*SHORT PROBLEM:*
Copy the lines below, substituting "Try this" for each occurrence of "Here's a dare" and changing nothing else.

--- Begin ---

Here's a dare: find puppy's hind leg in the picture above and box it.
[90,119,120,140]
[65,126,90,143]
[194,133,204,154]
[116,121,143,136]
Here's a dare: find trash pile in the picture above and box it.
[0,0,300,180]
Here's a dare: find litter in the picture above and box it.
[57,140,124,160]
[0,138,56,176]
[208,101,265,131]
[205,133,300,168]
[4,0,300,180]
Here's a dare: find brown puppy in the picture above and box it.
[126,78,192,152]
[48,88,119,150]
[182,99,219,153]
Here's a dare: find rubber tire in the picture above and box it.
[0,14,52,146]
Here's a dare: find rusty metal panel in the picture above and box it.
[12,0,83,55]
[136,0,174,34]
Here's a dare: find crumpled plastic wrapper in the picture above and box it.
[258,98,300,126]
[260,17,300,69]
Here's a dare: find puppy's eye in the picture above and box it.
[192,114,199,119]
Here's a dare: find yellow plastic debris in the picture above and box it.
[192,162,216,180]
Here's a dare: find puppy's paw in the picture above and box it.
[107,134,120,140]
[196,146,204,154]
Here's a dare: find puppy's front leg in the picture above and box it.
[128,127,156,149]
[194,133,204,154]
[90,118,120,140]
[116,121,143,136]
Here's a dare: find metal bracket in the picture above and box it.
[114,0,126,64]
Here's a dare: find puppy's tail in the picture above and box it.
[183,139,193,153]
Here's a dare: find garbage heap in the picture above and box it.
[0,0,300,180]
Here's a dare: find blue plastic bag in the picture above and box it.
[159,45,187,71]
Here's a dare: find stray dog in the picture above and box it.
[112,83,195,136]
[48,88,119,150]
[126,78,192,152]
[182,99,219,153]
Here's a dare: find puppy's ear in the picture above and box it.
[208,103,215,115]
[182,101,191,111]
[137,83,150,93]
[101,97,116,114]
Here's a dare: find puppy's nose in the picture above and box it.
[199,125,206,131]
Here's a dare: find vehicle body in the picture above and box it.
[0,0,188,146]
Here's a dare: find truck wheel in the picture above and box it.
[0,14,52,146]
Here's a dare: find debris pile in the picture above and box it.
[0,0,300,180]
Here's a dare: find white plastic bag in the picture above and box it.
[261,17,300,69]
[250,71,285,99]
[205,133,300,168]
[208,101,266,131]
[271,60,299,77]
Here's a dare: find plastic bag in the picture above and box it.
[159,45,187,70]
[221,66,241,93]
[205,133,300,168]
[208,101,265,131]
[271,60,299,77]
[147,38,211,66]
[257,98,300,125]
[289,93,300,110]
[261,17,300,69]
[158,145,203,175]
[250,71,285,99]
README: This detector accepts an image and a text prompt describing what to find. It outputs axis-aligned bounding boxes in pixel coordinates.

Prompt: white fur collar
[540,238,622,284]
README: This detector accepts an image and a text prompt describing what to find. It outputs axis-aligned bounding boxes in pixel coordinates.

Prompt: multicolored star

--- End ---

*RESULT:*
Try this: find puppy's hind leg in the picture above and box it.
[90,119,120,140]
[65,126,90,143]
[194,133,204,154]
[116,121,143,136]
Try this: find trash pile in the picture above and box it.
[0,0,300,180]
Try this: find litter in the picture above and box it.
[57,140,124,160]
[0,138,56,176]
[208,101,265,131]
[205,133,300,168]
[4,0,300,180]
Try this: find brown puppy in the picture above and box it.
[126,78,192,152]
[48,88,119,150]
[182,99,219,153]
Try this: find rubber tire in the picture above and box it.
[0,14,52,146]
Try this: find rusty metal panel in the picture above and box it.
[12,0,83,55]
[136,0,174,34]
Try this: find crumpled plastic wrapper in the picture above and box it.
[258,98,300,126]
[260,17,300,69]
Try this: find puppy's eye in the picture above and box it.
[192,114,199,119]
Try this: find yellow plastic debris in the picture above and box it.
[192,162,216,180]
Try this: find puppy's paw in the picture above and box it.
[107,134,120,140]
[196,146,204,154]
Try this: find puppy's front leg in the picture above and box it.
[128,127,156,149]
[194,133,204,154]
[90,118,120,140]
[116,121,143,136]
Try this: find metal bracket in the picture above and box it.
[114,0,126,64]
Try this: find puppy's tail in the picture above and box it.
[183,139,193,153]
Try this: find garbage heap in the picture above and box it.
[0,0,300,180]
Try this: find blue plastic bag in the picture above and box it.
[159,45,187,71]
Try this: find stray dog in the picture above and box it.
[112,83,195,136]
[48,88,119,150]
[126,78,192,152]
[182,99,219,153]
Try this: find puppy's ear in the picture above and box it.
[208,103,215,115]
[182,101,191,111]
[137,83,150,93]
[101,97,116,114]
Try this: find puppy's nose in the picture above and box it.
[199,125,206,131]
Try this: find vehicle body in the picture above and box it.
[0,0,188,146]
Try this: find truck wheel in the picture above and box it.
[0,14,52,146]
Try this: find debris pile in the picture above and box it.
[0,0,300,180]
Try this: find white plastic bag in the picture above and box it.
[261,17,300,69]
[250,71,285,99]
[205,133,300,168]
[208,101,266,131]
[271,60,299,77]
Try this: find plastic bag in the picture above and box it.
[159,45,187,70]
[221,66,241,93]
[205,133,300,168]
[208,101,265,131]
[271,60,299,77]
[147,38,211,66]
[257,98,300,125]
[289,93,300,110]
[261,17,300,69]
[158,145,203,175]
[250,71,285,99]
README: This detector accepts an image and a text prompt describing what to find. It outputs axis-aligned bounding boxes in pixel coordinates.

Prompt: white fur collar
[540,238,622,284]
README: This detector accepts an image and a text prompt describing what to find. It outputs axis-aligned bounding boxes in pixel coordinates.

Prompt: multicolored star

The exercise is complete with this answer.